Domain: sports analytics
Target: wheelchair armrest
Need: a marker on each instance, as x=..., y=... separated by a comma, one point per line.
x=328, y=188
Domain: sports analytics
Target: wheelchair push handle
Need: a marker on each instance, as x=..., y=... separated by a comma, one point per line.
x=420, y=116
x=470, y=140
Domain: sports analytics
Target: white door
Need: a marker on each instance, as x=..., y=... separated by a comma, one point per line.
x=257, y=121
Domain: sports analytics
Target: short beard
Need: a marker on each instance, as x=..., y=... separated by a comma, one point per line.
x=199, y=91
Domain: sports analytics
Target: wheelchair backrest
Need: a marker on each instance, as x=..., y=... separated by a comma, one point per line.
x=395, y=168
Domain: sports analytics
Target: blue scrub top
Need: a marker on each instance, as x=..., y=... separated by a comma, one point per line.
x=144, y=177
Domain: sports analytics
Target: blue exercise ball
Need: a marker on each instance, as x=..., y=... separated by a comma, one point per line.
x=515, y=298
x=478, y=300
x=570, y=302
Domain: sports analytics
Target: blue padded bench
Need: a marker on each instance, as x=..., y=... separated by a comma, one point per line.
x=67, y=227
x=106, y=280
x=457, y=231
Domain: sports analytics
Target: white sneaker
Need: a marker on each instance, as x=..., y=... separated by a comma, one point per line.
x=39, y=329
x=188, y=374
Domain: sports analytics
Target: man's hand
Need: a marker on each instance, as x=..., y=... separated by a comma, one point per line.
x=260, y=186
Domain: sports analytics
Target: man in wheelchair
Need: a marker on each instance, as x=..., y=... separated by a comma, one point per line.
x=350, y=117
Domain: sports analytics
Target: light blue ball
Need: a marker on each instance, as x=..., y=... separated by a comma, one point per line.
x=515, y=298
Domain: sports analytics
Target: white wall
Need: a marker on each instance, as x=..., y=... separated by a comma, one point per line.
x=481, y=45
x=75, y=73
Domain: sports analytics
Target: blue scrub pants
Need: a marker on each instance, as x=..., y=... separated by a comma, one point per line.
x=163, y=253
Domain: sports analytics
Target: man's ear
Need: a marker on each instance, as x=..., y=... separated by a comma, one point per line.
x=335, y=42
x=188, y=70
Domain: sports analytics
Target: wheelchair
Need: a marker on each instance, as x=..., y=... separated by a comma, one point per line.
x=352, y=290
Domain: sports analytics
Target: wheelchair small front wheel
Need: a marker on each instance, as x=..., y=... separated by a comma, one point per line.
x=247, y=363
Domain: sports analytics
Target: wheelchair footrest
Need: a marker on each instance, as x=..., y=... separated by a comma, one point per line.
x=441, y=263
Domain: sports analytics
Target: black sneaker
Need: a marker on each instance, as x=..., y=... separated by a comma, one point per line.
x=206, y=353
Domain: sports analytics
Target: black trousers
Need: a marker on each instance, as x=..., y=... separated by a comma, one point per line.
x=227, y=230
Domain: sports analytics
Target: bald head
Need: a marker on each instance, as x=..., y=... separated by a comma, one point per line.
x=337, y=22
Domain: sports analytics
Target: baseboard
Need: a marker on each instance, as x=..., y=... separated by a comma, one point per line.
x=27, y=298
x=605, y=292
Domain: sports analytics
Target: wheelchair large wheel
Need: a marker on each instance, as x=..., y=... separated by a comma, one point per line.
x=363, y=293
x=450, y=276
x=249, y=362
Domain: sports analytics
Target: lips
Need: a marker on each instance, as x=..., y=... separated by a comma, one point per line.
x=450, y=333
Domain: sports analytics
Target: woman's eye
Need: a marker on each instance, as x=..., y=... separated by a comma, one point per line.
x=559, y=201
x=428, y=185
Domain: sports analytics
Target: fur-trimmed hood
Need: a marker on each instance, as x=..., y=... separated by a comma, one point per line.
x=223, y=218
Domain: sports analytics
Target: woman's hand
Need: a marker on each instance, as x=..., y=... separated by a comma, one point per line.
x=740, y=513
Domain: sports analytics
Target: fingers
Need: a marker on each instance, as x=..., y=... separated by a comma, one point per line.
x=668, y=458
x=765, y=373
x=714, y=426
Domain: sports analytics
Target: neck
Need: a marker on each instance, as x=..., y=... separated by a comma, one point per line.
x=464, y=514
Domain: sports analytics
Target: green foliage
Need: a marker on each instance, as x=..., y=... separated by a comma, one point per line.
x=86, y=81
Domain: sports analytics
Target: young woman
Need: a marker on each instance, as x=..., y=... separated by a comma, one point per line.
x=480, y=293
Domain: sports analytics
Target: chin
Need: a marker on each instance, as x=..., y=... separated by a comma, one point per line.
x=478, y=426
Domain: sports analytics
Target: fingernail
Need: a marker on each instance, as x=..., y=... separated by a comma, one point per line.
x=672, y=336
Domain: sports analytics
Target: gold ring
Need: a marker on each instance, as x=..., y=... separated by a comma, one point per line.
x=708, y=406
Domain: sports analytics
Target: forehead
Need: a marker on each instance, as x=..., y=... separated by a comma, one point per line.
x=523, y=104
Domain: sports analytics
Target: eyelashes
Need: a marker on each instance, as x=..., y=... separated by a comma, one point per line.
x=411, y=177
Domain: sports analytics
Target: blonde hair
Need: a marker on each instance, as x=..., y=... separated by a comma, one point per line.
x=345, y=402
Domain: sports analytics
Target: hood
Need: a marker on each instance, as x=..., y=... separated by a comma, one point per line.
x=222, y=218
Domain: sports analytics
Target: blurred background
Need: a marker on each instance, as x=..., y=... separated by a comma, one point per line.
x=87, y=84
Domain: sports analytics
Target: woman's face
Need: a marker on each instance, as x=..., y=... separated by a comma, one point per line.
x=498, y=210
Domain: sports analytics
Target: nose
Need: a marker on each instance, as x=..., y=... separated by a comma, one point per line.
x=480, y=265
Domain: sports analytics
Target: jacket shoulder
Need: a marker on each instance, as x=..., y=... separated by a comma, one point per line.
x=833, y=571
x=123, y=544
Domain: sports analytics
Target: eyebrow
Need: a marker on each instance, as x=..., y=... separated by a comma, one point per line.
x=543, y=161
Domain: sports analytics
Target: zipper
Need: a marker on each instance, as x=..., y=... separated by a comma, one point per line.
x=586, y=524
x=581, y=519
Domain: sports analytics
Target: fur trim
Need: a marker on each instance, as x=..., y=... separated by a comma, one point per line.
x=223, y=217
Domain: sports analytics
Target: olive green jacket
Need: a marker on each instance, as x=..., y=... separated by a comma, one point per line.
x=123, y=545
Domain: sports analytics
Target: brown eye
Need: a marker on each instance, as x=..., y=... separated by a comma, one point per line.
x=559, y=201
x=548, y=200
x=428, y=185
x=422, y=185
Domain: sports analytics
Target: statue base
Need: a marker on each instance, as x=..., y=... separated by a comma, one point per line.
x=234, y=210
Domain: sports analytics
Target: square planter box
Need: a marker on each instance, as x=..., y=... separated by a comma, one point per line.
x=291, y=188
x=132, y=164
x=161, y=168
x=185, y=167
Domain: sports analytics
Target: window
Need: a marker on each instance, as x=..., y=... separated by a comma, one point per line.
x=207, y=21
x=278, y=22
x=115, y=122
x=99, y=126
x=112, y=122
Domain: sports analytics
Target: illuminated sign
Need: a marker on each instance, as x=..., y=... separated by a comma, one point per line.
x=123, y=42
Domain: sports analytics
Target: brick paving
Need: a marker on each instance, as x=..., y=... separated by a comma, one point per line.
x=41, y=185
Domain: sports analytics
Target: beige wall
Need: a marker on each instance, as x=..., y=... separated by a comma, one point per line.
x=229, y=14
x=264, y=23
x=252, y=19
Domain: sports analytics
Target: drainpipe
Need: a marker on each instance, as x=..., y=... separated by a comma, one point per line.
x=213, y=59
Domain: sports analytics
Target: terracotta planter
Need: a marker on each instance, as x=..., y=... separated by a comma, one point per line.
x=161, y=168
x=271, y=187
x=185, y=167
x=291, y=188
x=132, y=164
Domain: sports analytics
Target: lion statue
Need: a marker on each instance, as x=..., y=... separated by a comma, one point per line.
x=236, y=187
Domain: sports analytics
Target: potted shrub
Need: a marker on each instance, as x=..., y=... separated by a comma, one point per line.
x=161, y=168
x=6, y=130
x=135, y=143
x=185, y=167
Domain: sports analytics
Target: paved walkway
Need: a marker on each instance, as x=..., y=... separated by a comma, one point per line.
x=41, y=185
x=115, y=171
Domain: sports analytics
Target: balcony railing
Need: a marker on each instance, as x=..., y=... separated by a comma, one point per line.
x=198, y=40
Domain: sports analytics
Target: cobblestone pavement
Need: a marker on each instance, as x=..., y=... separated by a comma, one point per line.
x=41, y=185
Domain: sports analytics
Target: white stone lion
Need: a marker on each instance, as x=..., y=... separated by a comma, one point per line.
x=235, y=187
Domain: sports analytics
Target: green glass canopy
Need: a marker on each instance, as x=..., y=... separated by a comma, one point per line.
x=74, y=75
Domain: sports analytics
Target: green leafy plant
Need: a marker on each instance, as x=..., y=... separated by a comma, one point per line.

**About this exercise:** Which lines above run from the one containing "Target: man's hand" down to the one containing "Target: light blue ball"? Repeat exactly those, both ends included, and nothing else.

**Problem solution:**
Target: man's hand
Need: a marker on each instance, as x=..., y=... separated by a comma, one point per line.
x=260, y=186
Domain: sports analytics
Target: man in wheelchair
Need: a marker on each instance, as x=..., y=... separated by a comma, one point per line.
x=350, y=117
Domain: sports analytics
Target: light blue ball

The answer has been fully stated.